Stated goal = Please lay out all the data below as a Markdown table with two columns, Row and Line, giving each line its row number. Skip blank lines and leave the pictures out.

Exercise data =
— START —
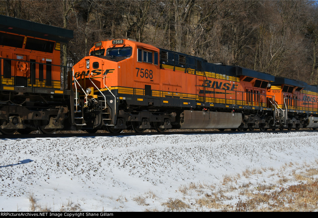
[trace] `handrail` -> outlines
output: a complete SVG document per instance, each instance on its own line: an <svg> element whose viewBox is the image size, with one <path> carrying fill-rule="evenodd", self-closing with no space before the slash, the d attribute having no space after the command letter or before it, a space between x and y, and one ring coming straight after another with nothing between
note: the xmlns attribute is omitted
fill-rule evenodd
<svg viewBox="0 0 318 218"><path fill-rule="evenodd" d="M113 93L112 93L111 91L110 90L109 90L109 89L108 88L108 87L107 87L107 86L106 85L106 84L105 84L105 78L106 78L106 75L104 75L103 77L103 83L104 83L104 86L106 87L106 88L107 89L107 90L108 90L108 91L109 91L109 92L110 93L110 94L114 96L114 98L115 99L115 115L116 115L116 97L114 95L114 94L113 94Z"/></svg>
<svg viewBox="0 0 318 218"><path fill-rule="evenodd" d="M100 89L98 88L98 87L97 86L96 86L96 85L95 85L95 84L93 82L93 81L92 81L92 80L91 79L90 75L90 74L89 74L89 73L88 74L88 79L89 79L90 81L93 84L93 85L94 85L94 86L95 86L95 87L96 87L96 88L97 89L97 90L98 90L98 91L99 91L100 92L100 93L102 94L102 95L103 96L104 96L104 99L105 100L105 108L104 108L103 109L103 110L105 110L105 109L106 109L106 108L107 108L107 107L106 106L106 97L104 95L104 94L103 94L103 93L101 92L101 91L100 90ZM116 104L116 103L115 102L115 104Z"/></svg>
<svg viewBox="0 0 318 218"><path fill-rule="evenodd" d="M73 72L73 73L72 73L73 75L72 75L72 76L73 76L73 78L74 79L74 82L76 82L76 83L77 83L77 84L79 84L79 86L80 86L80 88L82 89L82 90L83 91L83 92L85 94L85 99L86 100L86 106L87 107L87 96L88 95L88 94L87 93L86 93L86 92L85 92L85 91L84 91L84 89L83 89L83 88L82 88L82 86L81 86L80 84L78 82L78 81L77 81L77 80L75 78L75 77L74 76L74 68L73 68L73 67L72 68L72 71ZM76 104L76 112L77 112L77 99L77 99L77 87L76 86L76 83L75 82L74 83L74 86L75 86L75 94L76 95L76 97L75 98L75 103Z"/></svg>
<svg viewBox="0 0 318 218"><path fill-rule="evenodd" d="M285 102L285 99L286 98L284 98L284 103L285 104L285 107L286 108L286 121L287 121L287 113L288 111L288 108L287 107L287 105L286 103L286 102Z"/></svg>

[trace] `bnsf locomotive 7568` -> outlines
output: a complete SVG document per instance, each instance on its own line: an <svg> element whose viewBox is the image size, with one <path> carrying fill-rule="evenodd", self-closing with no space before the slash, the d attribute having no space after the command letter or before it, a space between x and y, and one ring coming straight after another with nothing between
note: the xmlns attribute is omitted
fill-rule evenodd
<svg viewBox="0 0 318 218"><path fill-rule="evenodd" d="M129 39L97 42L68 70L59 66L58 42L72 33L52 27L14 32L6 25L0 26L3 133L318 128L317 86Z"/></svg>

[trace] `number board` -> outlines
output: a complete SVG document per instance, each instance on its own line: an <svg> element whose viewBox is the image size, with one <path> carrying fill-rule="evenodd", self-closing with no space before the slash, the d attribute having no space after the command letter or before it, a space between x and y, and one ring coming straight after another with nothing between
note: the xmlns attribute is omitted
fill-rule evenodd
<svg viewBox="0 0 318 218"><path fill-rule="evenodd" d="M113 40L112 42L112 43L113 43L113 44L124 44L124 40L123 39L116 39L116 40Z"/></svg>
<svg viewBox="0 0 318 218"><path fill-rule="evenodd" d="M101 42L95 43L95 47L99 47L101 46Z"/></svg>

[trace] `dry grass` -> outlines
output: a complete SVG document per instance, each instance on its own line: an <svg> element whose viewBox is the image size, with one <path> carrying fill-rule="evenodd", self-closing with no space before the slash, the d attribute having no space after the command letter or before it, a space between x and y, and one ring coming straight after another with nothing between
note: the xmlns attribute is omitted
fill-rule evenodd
— END —
Reply =
| Row | Line |
|---|---|
| 1 | [trace] `handrail` -> outlines |
| 2 | output: a complete SVG document per instance, each instance on its own line: an <svg> element whose viewBox is the image size, with one <path> carrying fill-rule="evenodd", self-closing with no space before the slash, the d attribute having no space after the command letter or before it, a space between x and y, and one ring coming straight after another with nothing between |
| 3 | note: the xmlns attribute is omitted |
| 4 | fill-rule evenodd |
| 5 | <svg viewBox="0 0 318 218"><path fill-rule="evenodd" d="M113 93L112 93L111 91L110 90L109 90L109 89L108 88L108 87L107 87L107 86L106 85L106 84L105 84L105 78L106 78L106 75L104 75L103 77L103 83L104 83L104 86L106 87L106 88L107 89L107 90L108 90L108 91L109 91L109 92L110 93L110 94L114 96L114 98L115 99L115 115L116 115L116 97L114 95L114 94L113 94Z"/></svg> |
| 6 | <svg viewBox="0 0 318 218"><path fill-rule="evenodd" d="M100 89L98 88L98 87L97 86L96 86L96 85L95 85L95 84L93 82L93 81L92 81L92 80L91 79L90 75L90 74L89 74L89 73L88 74L88 79L89 79L90 81L93 84L93 85L94 85L94 86L95 86L95 87L96 87L96 88L97 89L97 90L98 90L98 91L99 91L100 92L100 93L102 94L102 95L103 96L104 96L104 99L105 100L105 108L104 108L103 109L103 110L105 110L105 109L106 109L106 108L107 108L107 107L106 106L106 97L104 95L104 94L103 94L103 93L101 92L101 91L100 90ZM116 104L116 103L115 102L115 104Z"/></svg> |
| 7 | <svg viewBox="0 0 318 218"><path fill-rule="evenodd" d="M73 72L73 73L72 73L73 75L72 75L72 76L73 76L73 78L74 79L74 82L76 82L76 83L77 83L77 84L79 84L79 86L80 86L80 88L82 89L82 90L83 91L83 92L85 94L85 99L86 100L86 106L87 107L87 96L88 95L88 94L87 93L86 93L86 92L85 92L85 91L84 91L84 89L83 89L83 88L82 88L82 86L81 86L80 84L78 82L78 81L77 81L77 80L75 78L75 77L74 76L74 68L73 68L73 67L72 68L72 71ZM76 104L76 112L77 112L77 99L77 99L77 87L76 86L76 83L75 82L74 83L74 86L75 86L75 94L76 95L76 97L75 98L75 103Z"/></svg> |
| 8 | <svg viewBox="0 0 318 218"><path fill-rule="evenodd" d="M285 102L285 99L286 98L284 98L284 103L285 104L285 107L286 108L286 121L287 121L287 113L288 111L288 108L287 107L287 105L286 103L286 102Z"/></svg> |
| 9 | [trace] `bnsf locomotive 7568` -> outlines |
| 10 | output: a complete SVG document per instance, each instance on its own line: an <svg> element whose viewBox is the image size, with one <path> carrying fill-rule="evenodd", self-closing with no space before the slash, the d attribute having no space after the command letter or before it, a space between x and y, and one ring coming straight after another with nothing between |
| 11 | note: the xmlns attribute is omitted |
| 12 | fill-rule evenodd |
| 13 | <svg viewBox="0 0 318 218"><path fill-rule="evenodd" d="M129 39L97 42L68 70L59 66L58 42L72 33L52 27L14 32L6 25L0 26L3 133L318 128L317 86Z"/></svg> |
| 14 | [trace] `number board` -> outlines |
| 15 | output: a complete SVG document per instance, each instance on its own line: an <svg> element whose viewBox is the image size, with one <path> carrying fill-rule="evenodd", self-closing with no space before the slash, the d attribute having no space after the command letter or before it, a space between x and y, and one ring coming straight after another with nothing between |
| 16 | note: the xmlns attribute is omitted |
| 17 | fill-rule evenodd |
| 18 | <svg viewBox="0 0 318 218"><path fill-rule="evenodd" d="M113 40L112 42L112 43L113 43L113 44L124 44L124 40L123 39L116 39L116 40Z"/></svg> |
| 19 | <svg viewBox="0 0 318 218"><path fill-rule="evenodd" d="M101 42L95 43L95 47L99 47L101 46Z"/></svg> |
| 20 | [trace] `dry grass` -> outlines |
| 21 | output: a complete SVG document per instance, each instance on its own line: an <svg> element whose viewBox is the image size, with one <path> carrying fill-rule="evenodd", self-closing with no space before the slash, the d attribute having no space after the command letter or before it, a space between x and y, and one ring coming straight after another with nothing between |
| 22 | note: the xmlns attribute is omitted |
| 23 | fill-rule evenodd |